Material provided -
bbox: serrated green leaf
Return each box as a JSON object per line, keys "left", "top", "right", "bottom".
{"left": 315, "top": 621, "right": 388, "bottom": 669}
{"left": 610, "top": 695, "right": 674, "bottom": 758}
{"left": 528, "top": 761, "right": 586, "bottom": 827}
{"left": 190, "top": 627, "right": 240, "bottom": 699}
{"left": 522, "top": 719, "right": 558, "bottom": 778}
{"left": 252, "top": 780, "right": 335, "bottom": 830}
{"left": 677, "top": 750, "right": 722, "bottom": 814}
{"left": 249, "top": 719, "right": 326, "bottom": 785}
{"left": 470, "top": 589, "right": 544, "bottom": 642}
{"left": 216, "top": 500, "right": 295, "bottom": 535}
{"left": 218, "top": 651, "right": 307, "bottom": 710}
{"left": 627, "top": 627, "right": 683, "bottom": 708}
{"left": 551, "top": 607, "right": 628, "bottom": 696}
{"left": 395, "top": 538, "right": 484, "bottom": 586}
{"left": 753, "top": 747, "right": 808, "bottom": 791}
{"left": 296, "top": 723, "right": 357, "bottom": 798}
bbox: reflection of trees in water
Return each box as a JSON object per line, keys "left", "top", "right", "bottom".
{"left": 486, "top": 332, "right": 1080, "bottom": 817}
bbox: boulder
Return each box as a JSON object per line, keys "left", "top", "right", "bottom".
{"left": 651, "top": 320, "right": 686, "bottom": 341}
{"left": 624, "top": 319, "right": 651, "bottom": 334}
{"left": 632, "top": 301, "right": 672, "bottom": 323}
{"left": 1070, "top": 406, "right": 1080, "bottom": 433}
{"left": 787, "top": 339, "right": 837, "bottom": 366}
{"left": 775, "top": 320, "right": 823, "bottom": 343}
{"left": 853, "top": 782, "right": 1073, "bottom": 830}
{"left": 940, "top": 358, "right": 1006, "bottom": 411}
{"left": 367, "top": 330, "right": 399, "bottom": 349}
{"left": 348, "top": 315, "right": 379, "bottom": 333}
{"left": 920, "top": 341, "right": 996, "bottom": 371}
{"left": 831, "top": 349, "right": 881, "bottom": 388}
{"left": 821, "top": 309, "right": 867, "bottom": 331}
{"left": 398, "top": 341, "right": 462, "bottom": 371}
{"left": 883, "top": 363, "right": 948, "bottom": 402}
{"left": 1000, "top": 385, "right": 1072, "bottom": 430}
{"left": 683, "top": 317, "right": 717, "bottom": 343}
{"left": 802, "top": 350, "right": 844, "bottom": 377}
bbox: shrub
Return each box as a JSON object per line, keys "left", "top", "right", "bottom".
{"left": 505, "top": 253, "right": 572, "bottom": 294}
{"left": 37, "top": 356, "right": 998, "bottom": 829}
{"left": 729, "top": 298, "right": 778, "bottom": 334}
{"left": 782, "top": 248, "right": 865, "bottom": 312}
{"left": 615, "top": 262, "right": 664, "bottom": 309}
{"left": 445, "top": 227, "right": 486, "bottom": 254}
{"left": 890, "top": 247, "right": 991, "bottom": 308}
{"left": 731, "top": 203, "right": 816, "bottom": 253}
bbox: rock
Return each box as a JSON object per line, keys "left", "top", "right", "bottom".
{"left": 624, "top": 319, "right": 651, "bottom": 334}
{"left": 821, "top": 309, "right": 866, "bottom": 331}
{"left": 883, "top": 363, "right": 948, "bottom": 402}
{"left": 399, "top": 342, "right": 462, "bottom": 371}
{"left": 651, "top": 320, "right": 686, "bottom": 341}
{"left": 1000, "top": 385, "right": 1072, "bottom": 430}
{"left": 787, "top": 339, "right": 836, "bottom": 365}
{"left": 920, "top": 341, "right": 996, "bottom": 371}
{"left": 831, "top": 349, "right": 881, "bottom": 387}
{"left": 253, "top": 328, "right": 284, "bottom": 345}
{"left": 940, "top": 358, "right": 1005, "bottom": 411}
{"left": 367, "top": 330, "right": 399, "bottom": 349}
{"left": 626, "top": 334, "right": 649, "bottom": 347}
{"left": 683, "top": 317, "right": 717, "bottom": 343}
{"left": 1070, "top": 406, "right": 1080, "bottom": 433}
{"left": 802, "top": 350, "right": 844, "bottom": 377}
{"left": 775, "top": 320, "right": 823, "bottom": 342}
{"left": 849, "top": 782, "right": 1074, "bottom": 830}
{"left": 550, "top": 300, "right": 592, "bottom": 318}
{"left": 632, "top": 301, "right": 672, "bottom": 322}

What the exercise asks - Put down all the data once more, exactly as it appears above.

Answer for the task -
bbox: serrated green leaf
Return each box as a JSON object per line, keys "left", "top", "right", "bottom".
{"left": 315, "top": 621, "right": 388, "bottom": 669}
{"left": 610, "top": 695, "right": 674, "bottom": 758}
{"left": 528, "top": 761, "right": 586, "bottom": 827}
{"left": 190, "top": 627, "right": 240, "bottom": 699}
{"left": 522, "top": 719, "right": 558, "bottom": 778}
{"left": 252, "top": 780, "right": 335, "bottom": 830}
{"left": 677, "top": 750, "right": 722, "bottom": 814}
{"left": 249, "top": 719, "right": 326, "bottom": 785}
{"left": 470, "top": 589, "right": 544, "bottom": 642}
{"left": 216, "top": 500, "right": 295, "bottom": 535}
{"left": 218, "top": 651, "right": 307, "bottom": 710}
{"left": 627, "top": 627, "right": 683, "bottom": 708}
{"left": 551, "top": 607, "right": 628, "bottom": 696}
{"left": 395, "top": 538, "right": 484, "bottom": 586}
{"left": 753, "top": 747, "right": 808, "bottom": 791}
{"left": 296, "top": 723, "right": 357, "bottom": 798}
bbox: reflection of trees in water
Return each box as a JSON object per line, keys "left", "top", "right", "bottom".
{"left": 486, "top": 332, "right": 1080, "bottom": 817}
bbox: boulder
Return each box as a JSON object per line, keys "left", "top", "right", "bottom".
{"left": 651, "top": 320, "right": 686, "bottom": 341}
{"left": 624, "top": 319, "right": 651, "bottom": 334}
{"left": 632, "top": 301, "right": 672, "bottom": 323}
{"left": 1070, "top": 406, "right": 1080, "bottom": 433}
{"left": 787, "top": 339, "right": 837, "bottom": 366}
{"left": 775, "top": 320, "right": 823, "bottom": 343}
{"left": 853, "top": 782, "right": 1073, "bottom": 830}
{"left": 940, "top": 358, "right": 1006, "bottom": 411}
{"left": 367, "top": 330, "right": 399, "bottom": 349}
{"left": 348, "top": 315, "right": 379, "bottom": 333}
{"left": 920, "top": 341, "right": 996, "bottom": 371}
{"left": 831, "top": 349, "right": 881, "bottom": 388}
{"left": 821, "top": 309, "right": 867, "bottom": 331}
{"left": 398, "top": 341, "right": 462, "bottom": 371}
{"left": 883, "top": 363, "right": 948, "bottom": 402}
{"left": 1000, "top": 385, "right": 1072, "bottom": 430}
{"left": 683, "top": 317, "right": 717, "bottom": 343}
{"left": 802, "top": 350, "right": 844, "bottom": 377}
bbox: shrub
Return each box as a JSON object per line, keys "left", "top", "right", "bottom".
{"left": 505, "top": 253, "right": 572, "bottom": 294}
{"left": 37, "top": 356, "right": 998, "bottom": 829}
{"left": 729, "top": 298, "right": 778, "bottom": 334}
{"left": 782, "top": 248, "right": 865, "bottom": 312}
{"left": 615, "top": 262, "right": 664, "bottom": 309}
{"left": 445, "top": 227, "right": 486, "bottom": 254}
{"left": 890, "top": 247, "right": 991, "bottom": 308}
{"left": 731, "top": 203, "right": 816, "bottom": 253}
bbox: rock
Return each box as a JSON object per line, keys "left", "top", "right", "bottom".
{"left": 624, "top": 319, "right": 651, "bottom": 334}
{"left": 821, "top": 309, "right": 866, "bottom": 331}
{"left": 883, "top": 363, "right": 948, "bottom": 402}
{"left": 399, "top": 342, "right": 462, "bottom": 371}
{"left": 651, "top": 320, "right": 686, "bottom": 341}
{"left": 1000, "top": 385, "right": 1072, "bottom": 430}
{"left": 787, "top": 339, "right": 836, "bottom": 365}
{"left": 920, "top": 341, "right": 996, "bottom": 371}
{"left": 831, "top": 349, "right": 881, "bottom": 387}
{"left": 253, "top": 328, "right": 284, "bottom": 345}
{"left": 940, "top": 358, "right": 1005, "bottom": 411}
{"left": 367, "top": 330, "right": 399, "bottom": 349}
{"left": 626, "top": 334, "right": 649, "bottom": 347}
{"left": 683, "top": 317, "right": 717, "bottom": 343}
{"left": 1070, "top": 406, "right": 1080, "bottom": 433}
{"left": 802, "top": 350, "right": 844, "bottom": 377}
{"left": 775, "top": 320, "right": 823, "bottom": 342}
{"left": 849, "top": 782, "right": 1074, "bottom": 830}
{"left": 550, "top": 300, "right": 592, "bottom": 318}
{"left": 632, "top": 301, "right": 672, "bottom": 322}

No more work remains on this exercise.